** Begin Supplied passage **
Re: [next] arm: Internal error: Oops: 5 PC is at __read_once_word_nocheck

"Russell King (Oracle)" <linux@xxxxxxxxxxxxxxx> · Thu, 10 Mar 2022 12:35:55 +0000

On Wed, Mar 09, 2022 at 09:42:29PM +0100, Ard Biesheuvel wrote:
> On Wed, 9 Mar 2022 at 20:39, Russell King (Oracle)
> <linux@xxxxxxxxxxxxxxx> wrote:
> >
> > On Wed, Mar 09, 2022 at 08:14:30PM +0100, Ard Biesheuvel wrote:
> > > The backtrace dumped by __die() uses the pt_regs from the exception
> > > context as the starting point, so the exception entry code that deals
> > > with the condition that triggered the oops is omitted, and does not
> > > have to be unwound.
> >
> > That is true, but that's not really the case I was thinking about.
> > I was thinking more about cases such as RCU stalls, soft lockups,
> > etc.
> >
> > For example:
> >
> > https://www.linuxquestions.org/questions/linux-kernel-70/kenel-v4-4-60-panic-in-igmp6_send-and-and-__neigh_create-4175704721/
> >
> > In that stack trace, the interesting bits are not the beginning of
> > the stack trace down to __irq_svc, but everything beyond __irq_svc,
> > since the lockup is probably caused by being stuck in
> > _raw_write_lock_bh().
> >
> > It's these situations that we will totally destroy debuggability for,
> > and the only way around that would be to force frame pointers and
> > ARM builds (not Thumb-2 as that requires the unwinder... which means
> > a Thumb-2 kernel soft lockup would be undebuggable.
> >
> 
> Indeed.
> 
> But that means that the only other choice we have is to retain the
> imprecise nature of the current solution (which usually works fine
> btw), and simply deal with the faulting double dereference of vsp in
> the unwinder code. We simply don't know whether the exception was
> taken at a point where the stack frame is consistent with the unwind
> data.

Okay, further analysis (for the record, since I've said much of this on
IRC):

What we have currently is a robust unwinder that will cope when things
go wrong, such as an interrupt taken during the prologue of a function.
The way it copes is by two mechanisms:

        /* store the highest address on the stack to avoid crossing it*/
        low = frame->sp;
        ctrl.sp_high = ALIGN(low, THREAD_SIZE);

These two represent the allowable bounds of the kernel stack. When we
run the unwinder, before each unwind instruction we check whether the
current SP value is getting close to the top of the kernel stack, and
if so, turn on additional checking:

                if ((ctrl.sp_high - ctrl.vrs[SP]) < sizeof(ctrl.vrs))
** End Supplied passage **
** Begin Records shown **
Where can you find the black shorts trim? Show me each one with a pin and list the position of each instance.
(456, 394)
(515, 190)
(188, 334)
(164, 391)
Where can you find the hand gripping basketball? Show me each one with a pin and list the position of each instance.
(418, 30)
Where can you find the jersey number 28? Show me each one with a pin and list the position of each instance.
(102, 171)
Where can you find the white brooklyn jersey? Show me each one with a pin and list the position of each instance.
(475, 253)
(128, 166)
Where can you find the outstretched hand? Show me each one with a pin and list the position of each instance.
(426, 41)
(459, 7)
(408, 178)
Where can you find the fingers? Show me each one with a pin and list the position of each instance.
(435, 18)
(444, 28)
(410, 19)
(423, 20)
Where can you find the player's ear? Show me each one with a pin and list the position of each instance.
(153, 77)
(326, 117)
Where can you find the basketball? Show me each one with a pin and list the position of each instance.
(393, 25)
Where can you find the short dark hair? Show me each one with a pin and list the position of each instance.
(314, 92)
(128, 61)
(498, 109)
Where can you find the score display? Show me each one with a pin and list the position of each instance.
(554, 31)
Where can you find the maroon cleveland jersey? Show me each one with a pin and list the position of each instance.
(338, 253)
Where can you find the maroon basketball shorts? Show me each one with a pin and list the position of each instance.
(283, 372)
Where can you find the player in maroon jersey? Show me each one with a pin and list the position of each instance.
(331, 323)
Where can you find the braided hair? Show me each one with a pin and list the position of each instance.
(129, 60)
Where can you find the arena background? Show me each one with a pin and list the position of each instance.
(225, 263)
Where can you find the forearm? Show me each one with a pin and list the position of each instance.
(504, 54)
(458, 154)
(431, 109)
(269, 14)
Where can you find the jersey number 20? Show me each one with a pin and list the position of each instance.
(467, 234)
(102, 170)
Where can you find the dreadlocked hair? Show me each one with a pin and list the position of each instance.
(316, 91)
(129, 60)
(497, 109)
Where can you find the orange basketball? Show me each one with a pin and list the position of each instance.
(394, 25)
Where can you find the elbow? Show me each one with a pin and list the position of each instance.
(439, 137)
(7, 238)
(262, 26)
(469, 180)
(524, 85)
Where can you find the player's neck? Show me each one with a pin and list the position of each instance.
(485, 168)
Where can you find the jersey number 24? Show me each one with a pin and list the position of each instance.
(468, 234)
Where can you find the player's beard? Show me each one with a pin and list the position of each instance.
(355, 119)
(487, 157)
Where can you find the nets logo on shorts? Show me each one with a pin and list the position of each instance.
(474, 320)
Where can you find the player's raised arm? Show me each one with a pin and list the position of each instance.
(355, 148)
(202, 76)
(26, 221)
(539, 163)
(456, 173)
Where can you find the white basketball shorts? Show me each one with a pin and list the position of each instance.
** End Records shown **
** Begin Records shown **
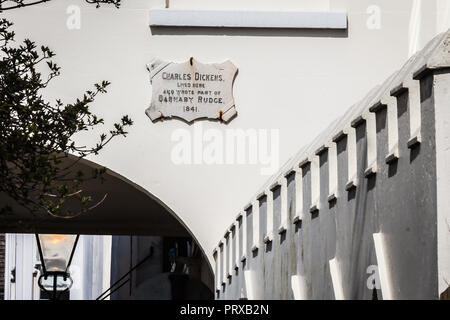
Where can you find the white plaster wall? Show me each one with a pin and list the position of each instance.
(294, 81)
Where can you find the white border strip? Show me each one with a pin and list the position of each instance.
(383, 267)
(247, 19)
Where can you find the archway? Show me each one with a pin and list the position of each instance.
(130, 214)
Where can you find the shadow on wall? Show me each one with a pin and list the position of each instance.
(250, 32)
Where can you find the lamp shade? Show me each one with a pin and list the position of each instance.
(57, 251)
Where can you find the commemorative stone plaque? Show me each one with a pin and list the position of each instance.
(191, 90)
** End Records shown **
*Problem:* Reproduce verbatim the stretch of the ARM unwinder thread from "On Wed, Mar 09, 2022 at 09:42:29PM" through "to be unwound.".

*Task output:*
On Wed, Mar 09, 2022 at 09:42:29PM +0100, Ard Biesheuvel wrote:
> On Wed, 9 Mar 2022 at 20:39, Russell King (Oracle)
> <linux@xxxxxxxxxxxxxxx> wrote:
> >
> > On Wed, Mar 09, 2022 at 08:14:30PM +0100, Ard Biesheuvel wrote:
> > > The backtrace dumped by __die() uses the pt_regs from the exception
> > > context as the starting point, so the exception entry code that deals
> > > with the condition that triggered the oops is omitted, and does not
> > > have to be unwound.